___ Selected text ___

Saturday, April 23, 2011

Resurrection Day

So after nearly 2 years I am returning to blogging and as you can guess I probably have a lot to say and I'll get to it in due time. I'm sure all seven of you who are following me are ecstatic right now and looking forward to hearing my 2 pesos about things. Hopefully you won't become any dumber after reading my thoughts. I want to write about two unrelated things that crossed my mind today, one is the early history of Christianity and other is death of Sai Baba.

So today is a day of joy for some and day of sadness for others. It is Easter Sunday or also known as Resurrection Day, the day that Jesus Christ rose from the grave according to the Christian tradition. This is the most important day to all Christians, it is the crux of their faith and their theology. Christians are only Christians because they believe and accept that Jesus Christ rose from the grave, three days after he was crucified and died. It is the fundamental reason why they believe that Jesus is God. In the early first few centuries before 325 CE, there was a rather diverse sects of Christianity including ones that did not believe that the actual physical resurrection occurred such as Valentinus of the 2nd century CE. There were numerous branches and visions of Christ and Christianity in the first three centuries of the Common Era. The Nag Hammadi library or also known as the Gnostic Gospels give us a rather varied view of that time period. We know that there was not a singular consensus amongst Christians about the foundational elements of Christianity which today we accept as canon.

This stratification occurred in 325 CE in what is known as the First Council of Nicaea. It is during this council that the dates of Easter were set and decided upon, through disassociating it from the Jewish calender and passover. It was also in this council that the divinity of Jesus Christ was firmly established along with the beginning of fortification of the doctrines starting with the Creed of Nicaea which disavowed and branded as heresy the Arian school of Christianity which held that God the Father created God the Son aka Jesus aka Logos. Basically what the Council started was the beginning of filtering out of any other forms of Christianity. Constantine the Great, the Emperor, used the Council as a method to try and unify the religious power of both Christianity and Paganism under the Roman banner. In particular he wanted to see a unified church but didn't care for the doctrinal issues, which in his mind he wanted all of various groups of Christianity to live in harmony and peace under one unified church. Constantine eventually regretted giving into the views of the First Council of Nicaea because once they decided the doctrinal issues in that council they begin to oppress and persecute any views that opposed theirs especially the Arian views.

In 380 CE, under the Edict of Thessalonica, the Roman state and the Christianity of the Nicaean Council became the only religion allowed. It was the moment when the state and Christianity merged into one entity, this for all purposes is the founding and birth of the Catholic Church. Christianity as it became more and more streamlined became more intolerant towards views that disagreed with its canonized views. It is from this wellspring that nearly all of modern Christianity arises from, with the ideology that their vision of the truth is the only one and all other ideas cannot exist that stand in opposition to their views.

___ Input ___

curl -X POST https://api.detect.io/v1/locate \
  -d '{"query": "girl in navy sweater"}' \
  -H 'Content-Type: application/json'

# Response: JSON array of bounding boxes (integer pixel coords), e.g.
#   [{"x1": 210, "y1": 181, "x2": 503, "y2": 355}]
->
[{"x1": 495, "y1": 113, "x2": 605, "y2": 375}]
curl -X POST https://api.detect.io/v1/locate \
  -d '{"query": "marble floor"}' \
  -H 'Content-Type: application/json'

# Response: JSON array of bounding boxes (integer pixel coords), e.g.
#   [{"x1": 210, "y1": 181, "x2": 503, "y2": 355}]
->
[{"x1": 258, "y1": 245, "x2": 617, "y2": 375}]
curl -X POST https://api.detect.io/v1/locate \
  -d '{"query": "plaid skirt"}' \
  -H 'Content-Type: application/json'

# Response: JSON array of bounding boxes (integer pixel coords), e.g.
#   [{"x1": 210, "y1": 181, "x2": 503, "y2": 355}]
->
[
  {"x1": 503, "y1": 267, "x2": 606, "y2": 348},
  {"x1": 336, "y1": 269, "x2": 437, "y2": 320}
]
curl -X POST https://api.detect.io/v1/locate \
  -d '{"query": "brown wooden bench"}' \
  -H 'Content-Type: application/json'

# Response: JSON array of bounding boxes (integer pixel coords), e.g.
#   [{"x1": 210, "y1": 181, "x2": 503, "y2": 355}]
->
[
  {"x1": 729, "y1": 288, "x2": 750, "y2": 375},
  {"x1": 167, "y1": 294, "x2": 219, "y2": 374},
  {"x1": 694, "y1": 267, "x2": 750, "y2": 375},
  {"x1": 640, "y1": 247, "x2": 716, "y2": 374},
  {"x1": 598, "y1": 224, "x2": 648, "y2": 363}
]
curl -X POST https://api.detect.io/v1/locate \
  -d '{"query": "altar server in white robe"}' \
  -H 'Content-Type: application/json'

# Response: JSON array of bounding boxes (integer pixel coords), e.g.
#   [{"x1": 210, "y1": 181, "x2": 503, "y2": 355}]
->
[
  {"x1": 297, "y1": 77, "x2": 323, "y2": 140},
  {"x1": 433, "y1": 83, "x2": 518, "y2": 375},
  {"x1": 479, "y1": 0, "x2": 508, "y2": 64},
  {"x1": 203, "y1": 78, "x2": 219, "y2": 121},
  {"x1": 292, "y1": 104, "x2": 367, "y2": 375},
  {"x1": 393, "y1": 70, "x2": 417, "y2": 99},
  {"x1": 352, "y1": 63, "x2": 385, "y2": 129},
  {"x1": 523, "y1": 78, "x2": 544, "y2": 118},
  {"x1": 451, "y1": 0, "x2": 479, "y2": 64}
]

___

**Short exercise 1**: List every historical figure the Easter blog post mentions by name.
**Short exercise 2**: Count the lines in the listing that contain the string "query". Reply with only the number.
The blog post and the listing come from unrelated sources.

**Output 1**: Sai Baba, Jesus Christ, Valentinus, Constantine the Great

**Output 2**: 5